--- begin SOURCE DOCUMENT ---

Semi-implicit batched remote code execution as staging

Oleg Kiselyov has just posted another amazing work: Semi-implicit batched remote code execution as staging.

Batching several remote-procedure or remote-object operations into one request decreases the number of network client/server round-trips, reduces the communication overhead and indeed significantly improves performance of distributed applications. The benefits are offset by the cost of restructuring the code to incite large batches; and by the increase in the difficulty of reasoning about the code, predicting its performance let alone establishing correctness. The overall research goal is to reduce the downside.

We describe a semi-implicit batching mechanism that makes the points of remote server communication explicit yet conceals the proxies, saving the trouble of writing them. The changes to the client code are minimal: mainly, adding calls to force. The type-checker will not let the programmer forget to call force. The remote batch server is simple and generic, with no need to optimize for specific clients.

Our mechanism batches both independent and data-dependent remote calls. Our mechanism is compositional, letting the programmer build nested applications and conditional (and, potentially, iterative) statements using composition, application and naming. Writing a remote program is exactly like writing a typed local program, which is type-checked locally, and can even be executed locally (for debugging).

The key insights are treating remote execution as a form of staging (meta-programming), generalizing mere remote function calls to remote applicative and conditional expressions, and introducing an embedded domain-specific language, Chourai, for such expressions. A batch of dependent remote function calls can then be regarded as a complex applicative expression in the A-normal form. Another key insight is that emulating call-by-value via call-by-need surprisingly makes sense.

Here's an example piece of Chourai code, for deleting albums whose rating is below 5 among the first n albums of an album database (called "large") hosted by the server. get_album, next_album, and similar functions constitute the "RPC" interface to the server.

     let delete_low_rating n =
      let rec loop album i =
        let t = guard (app2 lt (app get_rating album) (int 5)) 
                      (fun () -> app delete_album album) in
        if i >= n then force t else
        loop (app next_album album) (succ i)
      in loop (app get_album (string "large")) 0;;

Amazingly, delete_low_rating 4 requires just one round-trip to the server!

Comment viewing options

Select your preferred way to display the comments and click "Save settings" to activate your changes.

Generally known as promise

Generally known as promise pipelining in E. Nice to see an explicitly typed implementation, though the Waterken server has had a Java implementation of pipelining for some time.

Also, the story's link is broken.

Thanks

Fixed.

You might also be interested in Cook's Batches

See his blog - A Better Mousetrap (Distributed Objects)

His most recent paper of his work is from ICOODB 2010: Unifying Remote Data, Remote Procedures, and Web Services

I still think there is a long way to go in this problem area. Most of the solutions I've seen vary in applicability. The nice thing about Cook's is that his solution requires no syntactic modification to the Java language, you just implement a Service abstract base class and that does the work of an Iterator and allows you to do foreach.

What I want is a system that can behave as if the client and server are "hidden models". I am having a tough time explaining to people what that looks like, though, but I am making some progress in email conversations.

--- end SOURCE DOCUMENT ---
--- begin DATA EXCERPTS ---

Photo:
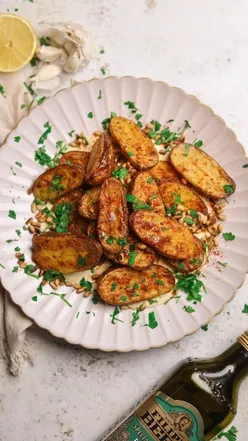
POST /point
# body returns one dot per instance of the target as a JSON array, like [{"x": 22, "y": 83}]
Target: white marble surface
[{"x": 73, "y": 394}]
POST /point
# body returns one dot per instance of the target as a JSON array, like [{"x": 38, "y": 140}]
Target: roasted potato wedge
[
  {"x": 65, "y": 252},
  {"x": 112, "y": 225},
  {"x": 101, "y": 161},
  {"x": 202, "y": 171},
  {"x": 89, "y": 204},
  {"x": 57, "y": 181},
  {"x": 196, "y": 261},
  {"x": 75, "y": 158},
  {"x": 145, "y": 190},
  {"x": 124, "y": 286},
  {"x": 163, "y": 172},
  {"x": 134, "y": 254},
  {"x": 164, "y": 234},
  {"x": 78, "y": 226},
  {"x": 135, "y": 145},
  {"x": 175, "y": 193},
  {"x": 73, "y": 198}
]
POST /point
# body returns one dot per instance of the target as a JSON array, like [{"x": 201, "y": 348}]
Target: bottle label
[{"x": 161, "y": 418}]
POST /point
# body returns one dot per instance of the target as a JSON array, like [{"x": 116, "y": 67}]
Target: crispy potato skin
[
  {"x": 101, "y": 161},
  {"x": 144, "y": 255},
  {"x": 113, "y": 215},
  {"x": 145, "y": 189},
  {"x": 190, "y": 199},
  {"x": 153, "y": 282},
  {"x": 75, "y": 158},
  {"x": 62, "y": 252},
  {"x": 68, "y": 178},
  {"x": 78, "y": 226},
  {"x": 132, "y": 139},
  {"x": 202, "y": 171},
  {"x": 72, "y": 197},
  {"x": 163, "y": 172},
  {"x": 89, "y": 204},
  {"x": 164, "y": 234},
  {"x": 197, "y": 260}
]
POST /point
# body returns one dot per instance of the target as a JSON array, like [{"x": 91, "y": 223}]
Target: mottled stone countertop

--- end DATA EXCERPTS ---

REQUIREMENTS ->
1) In the batched remote execution thread, what is the name of the embedded domain-specific language for remote applicative and conditional expressions?
2) Please carry on the batched remote execution thread from the point where it stops.
The records above are separate material with no connection to the batched remote execution thread.

SOLVED TASKS ->
1) Chourai.

2)
Desiderata for a remote batch processing language

This topic has me wondering what might be the set of desiderata for a remote batch processing language - i.e. the intermediate language for communication with a remote system. E.g. should it include 'foreach'? 'if'? 'while'? The Chourai language Oleg describes in the link is somewhat limited, though one could certainly add 'foreach' and 'while' and other operations to it.

Oleg would certainly list 'type safety' among the desiderata. But the problem becomes a lot harder once you start considering security, resource consumption, responsiveness (vs. denial-of-service), fairness for multiple clients, composition (what to do when blocking while our Chourai calls start making Chourai calls?), and so on.

Sandro mentioned the relationship between this 'implicit' remote batch processing, and E language's promise pipelining. But there exist at least two very significant differences:

  1. E language used a 'when' construct instead of a 'force' construct. E language doesn't actually allow programs to block while waiting on a response from a remote server; instead, the 'when' construct schedules an event to execute once the promises are fulfilled.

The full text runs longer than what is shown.